══ Information shown ══

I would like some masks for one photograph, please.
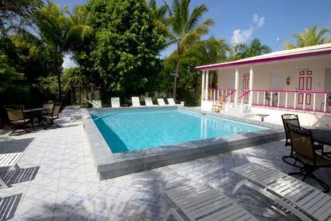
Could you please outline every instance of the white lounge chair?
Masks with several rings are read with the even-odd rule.
[[[279,170],[248,164],[232,171],[244,177],[232,193],[246,185],[270,198],[302,220],[330,220],[331,197],[321,191]]]
[[[190,220],[257,220],[241,206],[206,184],[181,184],[166,191],[166,195]],[[164,220],[170,215],[176,219],[179,215],[174,211],[170,209]]]
[[[14,166],[15,170],[20,170],[21,169],[19,168],[19,165],[17,165],[17,162],[21,159],[22,155],[23,152],[0,154],[0,168]],[[5,189],[9,187],[1,177],[0,184]]]
[[[171,105],[171,106],[181,106],[181,104],[177,104],[176,103],[174,103],[174,100],[173,98],[167,98],[168,99],[168,103],[169,104],[169,105]]]
[[[92,108],[101,108],[102,107],[101,99],[94,99],[92,101]]]
[[[159,106],[168,106],[166,104],[166,103],[164,102],[164,99],[163,98],[158,98],[157,103],[159,104]]]
[[[119,104],[119,97],[112,97],[110,101],[112,102],[112,108],[121,107],[121,104]]]
[[[132,101],[132,106],[143,106],[140,105],[139,97],[132,97],[131,99]]]
[[[145,103],[146,104],[146,106],[157,106],[157,105],[153,104],[153,102],[152,101],[151,97],[145,97]]]

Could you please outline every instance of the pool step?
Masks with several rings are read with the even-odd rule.
[[[243,105],[243,110],[241,111],[240,105],[235,106],[234,104],[230,104],[225,113],[230,115],[244,118],[252,117],[254,116],[254,114],[252,113],[252,110],[248,106],[248,104]]]

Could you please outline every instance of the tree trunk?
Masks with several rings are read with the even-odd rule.
[[[61,88],[61,72],[60,70],[57,72],[57,85],[59,86],[59,102],[62,101],[62,88]]]
[[[89,100],[88,99],[88,85],[85,82],[83,84],[84,84],[84,87],[85,87],[85,93],[86,94],[86,99]]]
[[[172,98],[176,100],[176,88],[177,86],[177,75],[179,70],[179,63],[181,62],[180,56],[178,57],[177,64],[176,64],[176,70],[174,70],[174,89],[172,90]]]

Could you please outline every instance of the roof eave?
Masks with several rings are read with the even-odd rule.
[[[233,62],[233,63],[217,64],[215,65],[198,66],[196,68],[197,68],[199,70],[215,70],[215,69],[219,69],[221,68],[235,67],[235,66],[248,65],[248,64],[271,63],[274,61],[285,61],[285,60],[294,59],[298,58],[310,57],[326,55],[331,55],[331,50],[323,50],[323,51],[317,51],[317,52],[310,52],[303,53],[303,54],[288,55],[279,56],[279,57],[274,57],[262,58],[259,59],[250,60],[250,61],[241,61],[240,60],[239,60],[237,62]]]

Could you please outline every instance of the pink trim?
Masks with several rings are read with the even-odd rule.
[[[303,104],[303,93],[300,93],[298,95],[298,104]]]
[[[310,84],[308,84],[308,79],[310,80]],[[312,77],[307,77],[307,79],[305,80],[305,90],[312,90]],[[308,85],[310,86],[308,89]]]
[[[305,78],[299,77],[299,90],[305,90]]]
[[[228,95],[226,95],[225,98],[228,97],[230,97],[231,96],[234,92],[236,92],[237,90],[233,90],[232,92],[231,92],[230,94],[228,94]]]
[[[259,91],[259,92],[288,92],[288,93],[315,93],[315,94],[331,94],[331,91],[314,91],[314,90],[257,90],[253,89],[252,91]]]
[[[246,95],[247,94],[248,94],[250,92],[250,90],[248,90],[248,91],[245,92],[243,94],[242,94],[241,95],[240,95],[240,97],[238,97],[238,99],[241,99],[241,98],[243,97],[243,96],[245,96],[245,95]]]
[[[287,107],[285,108],[285,106],[270,106],[270,105],[263,105],[263,104],[252,104],[252,106],[266,106],[266,107],[268,107],[268,108],[283,108],[283,109],[289,109],[289,110],[303,110],[303,111],[307,111],[307,112],[318,112],[318,113],[330,113],[330,112],[324,112],[324,111],[322,111],[322,110],[310,110],[310,109],[305,109],[305,110],[303,110],[303,109],[299,109],[299,108],[289,108],[289,107]]]
[[[232,88],[208,88],[208,90],[233,90],[234,89]]]
[[[266,63],[266,62],[272,62],[272,61],[283,61],[283,60],[288,60],[288,59],[298,59],[301,57],[326,55],[330,55],[330,54],[331,54],[331,50],[324,50],[324,51],[317,51],[317,52],[307,52],[304,54],[290,55],[279,56],[276,57],[268,57],[268,58],[264,58],[264,59],[261,59],[258,60],[245,61],[240,61],[239,60],[237,62],[233,62],[230,64],[220,64],[211,65],[208,67],[199,68],[198,69],[199,70],[212,70],[218,68],[232,67],[232,66],[237,66],[240,65],[248,65],[250,64],[257,64],[257,63]]]
[[[309,102],[308,102],[308,97],[309,97]],[[305,95],[305,105],[310,105],[312,102],[312,95],[311,94],[306,94]]]

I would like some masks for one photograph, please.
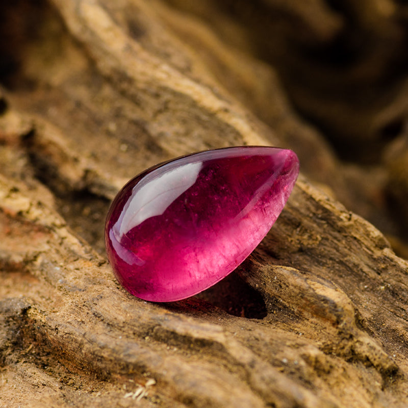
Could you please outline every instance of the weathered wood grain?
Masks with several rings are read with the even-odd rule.
[[[343,27],[323,2],[310,7],[325,20],[301,2],[267,3],[252,17],[280,10],[284,32],[293,21],[314,28],[310,44]],[[386,223],[370,194],[389,174],[390,188],[404,185],[391,159],[405,154],[390,145],[389,167],[373,173],[380,185],[360,189],[371,173],[345,166],[299,118],[280,67],[251,55],[243,29],[229,42],[239,19],[201,4],[0,7],[18,22],[0,30],[4,60],[16,64],[0,94],[0,405],[405,406],[408,264],[335,198]],[[116,192],[160,161],[240,144],[291,147],[301,159],[266,238],[197,296],[155,304],[128,294],[104,251]]]

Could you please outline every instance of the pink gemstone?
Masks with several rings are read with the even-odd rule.
[[[108,214],[106,250],[116,277],[156,302],[209,288],[262,241],[298,173],[292,150],[258,146],[201,151],[146,170]]]

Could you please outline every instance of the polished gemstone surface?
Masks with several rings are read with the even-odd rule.
[[[119,192],[107,218],[116,277],[158,302],[211,286],[265,236],[298,172],[292,150],[259,146],[202,151],[146,170]]]

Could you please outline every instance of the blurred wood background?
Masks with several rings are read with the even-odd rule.
[[[0,405],[406,406],[407,22],[404,0],[2,2]],[[270,233],[198,296],[128,294],[116,193],[242,144],[300,160]]]

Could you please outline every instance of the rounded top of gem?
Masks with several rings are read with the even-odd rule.
[[[291,150],[239,146],[184,156],[136,176],[107,218],[107,252],[117,278],[154,301],[214,284],[267,233],[298,171]]]

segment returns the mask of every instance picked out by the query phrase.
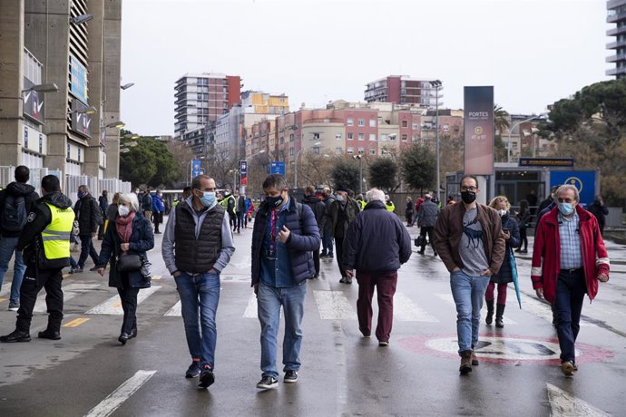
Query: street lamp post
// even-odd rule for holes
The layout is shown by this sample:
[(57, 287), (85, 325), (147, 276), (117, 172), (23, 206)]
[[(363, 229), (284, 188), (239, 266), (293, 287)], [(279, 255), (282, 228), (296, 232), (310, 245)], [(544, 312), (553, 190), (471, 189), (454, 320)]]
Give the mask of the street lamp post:
[[(514, 131), (515, 128), (522, 123), (525, 123), (526, 121), (533, 121), (535, 119), (543, 119), (545, 116), (546, 116), (546, 113), (541, 113), (537, 116), (529, 117), (528, 119), (518, 121), (517, 123), (514, 124), (511, 127), (511, 129), (509, 129), (509, 135), (508, 135), (508, 139), (507, 139), (507, 142), (506, 142), (506, 148), (507, 148), (506, 149), (506, 161), (507, 162), (511, 162), (511, 132), (513, 131)], [(520, 140), (521, 140), (522, 135), (518, 135), (518, 136), (520, 137)], [(521, 150), (520, 150), (520, 151), (521, 151)], [(534, 155), (533, 155), (533, 156), (534, 156)]]
[(352, 158), (358, 160), (358, 193), (363, 194), (363, 155), (352, 155)]
[(313, 143), (313, 146), (309, 146), (308, 148), (302, 148), (300, 149), (298, 153), (296, 154), (296, 161), (294, 163), (294, 177), (293, 177), (293, 188), (298, 189), (298, 157), (300, 156), (300, 153), (302, 153), (302, 150), (306, 149), (311, 149), (315, 148), (316, 146), (321, 145), (322, 142), (315, 142)]
[(440, 80), (430, 82), (431, 87), (435, 88), (435, 154), (436, 156), (436, 179), (437, 179), (437, 199), (441, 201), (441, 178), (439, 175), (439, 90), (443, 88)]

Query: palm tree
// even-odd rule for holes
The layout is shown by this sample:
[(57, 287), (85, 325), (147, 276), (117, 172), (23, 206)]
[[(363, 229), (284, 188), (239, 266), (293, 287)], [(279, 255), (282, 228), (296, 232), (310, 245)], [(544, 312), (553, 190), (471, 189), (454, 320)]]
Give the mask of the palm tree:
[(503, 131), (511, 127), (509, 112), (497, 103), (494, 104), (494, 125), (495, 127), (495, 132), (499, 134), (502, 134)]

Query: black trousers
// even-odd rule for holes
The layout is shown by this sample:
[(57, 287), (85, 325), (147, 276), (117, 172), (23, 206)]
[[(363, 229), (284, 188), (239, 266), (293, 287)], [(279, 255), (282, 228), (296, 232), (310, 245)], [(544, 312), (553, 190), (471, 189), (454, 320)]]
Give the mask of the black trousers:
[(137, 295), (139, 288), (131, 288), (126, 286), (123, 288), (118, 288), (117, 293), (120, 295), (122, 309), (124, 311), (120, 333), (130, 335), (133, 330), (137, 330)]
[(17, 310), (15, 329), (19, 332), (29, 333), (33, 309), (37, 295), (42, 288), (45, 288), (45, 305), (48, 309), (48, 329), (54, 332), (61, 330), (63, 320), (63, 269), (37, 269), (34, 265), (28, 265), (24, 274), (24, 281), (20, 287), (20, 307)]
[(346, 276), (346, 268), (344, 267), (344, 238), (335, 237), (335, 253), (337, 254), (337, 265), (339, 266), (339, 272), (341, 276)]

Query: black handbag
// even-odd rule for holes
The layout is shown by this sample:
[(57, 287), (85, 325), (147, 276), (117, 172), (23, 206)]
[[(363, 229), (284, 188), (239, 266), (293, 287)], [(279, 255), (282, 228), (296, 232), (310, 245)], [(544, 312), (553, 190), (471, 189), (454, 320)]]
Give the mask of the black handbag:
[(117, 258), (118, 272), (132, 272), (142, 269), (142, 257), (137, 254), (122, 255)]

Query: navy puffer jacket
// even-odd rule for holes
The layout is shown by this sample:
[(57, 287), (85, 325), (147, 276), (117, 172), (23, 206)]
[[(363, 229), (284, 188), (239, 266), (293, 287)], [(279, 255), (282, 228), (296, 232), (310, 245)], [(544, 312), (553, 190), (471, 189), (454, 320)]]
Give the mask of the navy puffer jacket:
[[(285, 245), (289, 250), (291, 276), (294, 281), (299, 284), (315, 276), (312, 252), (319, 249), (319, 229), (315, 215), (308, 206), (297, 203), (291, 197), (288, 204), (285, 226), (291, 233)], [(301, 212), (301, 218), (298, 218), (298, 212)], [(269, 214), (269, 208), (264, 201), (255, 217), (252, 232), (252, 286), (260, 281), (261, 247)]]

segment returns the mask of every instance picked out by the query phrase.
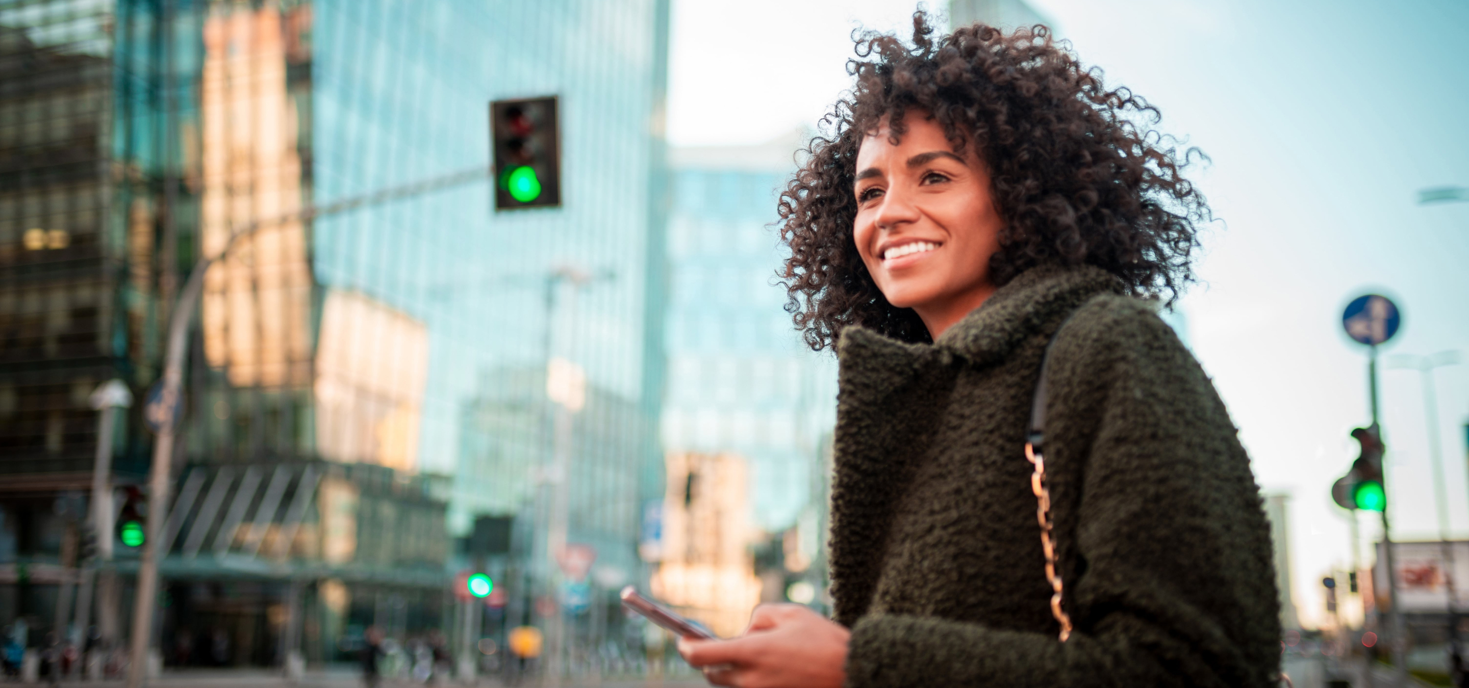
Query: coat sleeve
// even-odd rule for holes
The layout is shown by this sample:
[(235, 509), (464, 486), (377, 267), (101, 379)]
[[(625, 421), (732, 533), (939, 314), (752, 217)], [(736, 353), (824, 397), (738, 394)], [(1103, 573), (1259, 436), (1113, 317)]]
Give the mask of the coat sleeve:
[(1269, 527), (1209, 378), (1122, 296), (1083, 307), (1055, 346), (1047, 465), (1071, 638), (870, 615), (848, 685), (1275, 685)]

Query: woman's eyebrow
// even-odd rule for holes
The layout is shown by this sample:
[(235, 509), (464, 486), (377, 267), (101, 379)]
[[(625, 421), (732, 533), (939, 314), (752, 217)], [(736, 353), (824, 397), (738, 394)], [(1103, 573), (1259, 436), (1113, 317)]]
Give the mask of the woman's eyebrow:
[[(908, 158), (908, 167), (920, 167), (920, 166), (928, 164), (928, 163), (931, 163), (931, 161), (934, 161), (934, 160), (937, 160), (940, 157), (953, 158), (955, 163), (959, 163), (959, 164), (968, 167), (968, 163), (965, 163), (962, 157), (955, 155), (953, 153), (949, 153), (949, 151), (920, 153), (920, 154)], [(861, 178), (858, 178), (858, 179), (861, 179)]]

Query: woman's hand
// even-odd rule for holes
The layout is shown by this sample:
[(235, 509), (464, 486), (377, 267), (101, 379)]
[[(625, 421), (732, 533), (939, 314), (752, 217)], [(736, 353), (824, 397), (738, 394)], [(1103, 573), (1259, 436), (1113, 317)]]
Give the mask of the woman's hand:
[(679, 641), (679, 654), (714, 685), (842, 688), (852, 632), (801, 604), (761, 604), (745, 635)]

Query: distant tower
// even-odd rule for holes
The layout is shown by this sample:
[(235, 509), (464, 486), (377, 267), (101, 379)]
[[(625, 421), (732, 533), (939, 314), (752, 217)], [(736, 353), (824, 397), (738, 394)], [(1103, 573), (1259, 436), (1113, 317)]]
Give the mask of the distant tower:
[(1265, 518), (1271, 522), (1271, 543), (1275, 549), (1275, 587), (1281, 594), (1281, 628), (1300, 628), (1296, 599), (1291, 596), (1290, 530), (1287, 528), (1287, 494), (1265, 496)]
[(1056, 29), (1049, 16), (1036, 12), (1025, 0), (949, 0), (950, 29), (974, 22), (984, 22), (1003, 31), (1036, 23)]

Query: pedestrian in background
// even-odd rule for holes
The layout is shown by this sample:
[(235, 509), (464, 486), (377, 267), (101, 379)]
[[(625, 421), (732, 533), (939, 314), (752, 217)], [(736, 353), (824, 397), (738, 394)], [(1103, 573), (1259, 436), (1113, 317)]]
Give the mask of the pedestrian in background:
[(1159, 318), (1210, 220), (1156, 110), (984, 25), (859, 38), (780, 198), (787, 310), (834, 346), (834, 621), (680, 641), (736, 687), (1268, 687), (1250, 462)]
[(378, 682), (382, 679), (382, 673), (378, 670), (382, 654), (382, 631), (378, 626), (367, 626), (367, 631), (363, 632), (361, 650), (363, 685), (367, 688), (378, 688)]

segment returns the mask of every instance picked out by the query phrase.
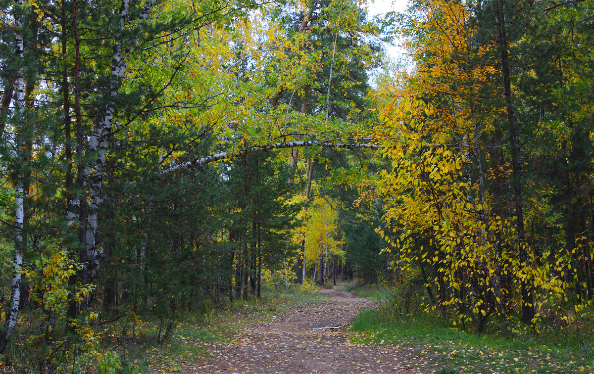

═══

Which lines in the data above contain the word "please"? Select each of them and copy it out in full.

§ Response to the exercise
I would like some masks for one photograph, please.
Could you please outline every instance of the white lounge chair?
Could you please outline every instance of the pool step?
Could you please outline every instance of the tree trunk?
Could you please outline every instance of the roof eave?
Could you please outline every instance of the pink trim?
I would like some masks for one photograph, please.
Could you please outline every instance of the weathered wood grain?
Could you please outline every instance of the pink gemstone?
Could you please outline every instance of the polished gemstone surface?
Could you please outline every instance of the blurred wood background?
Could you please outline every instance of the rounded top of gem?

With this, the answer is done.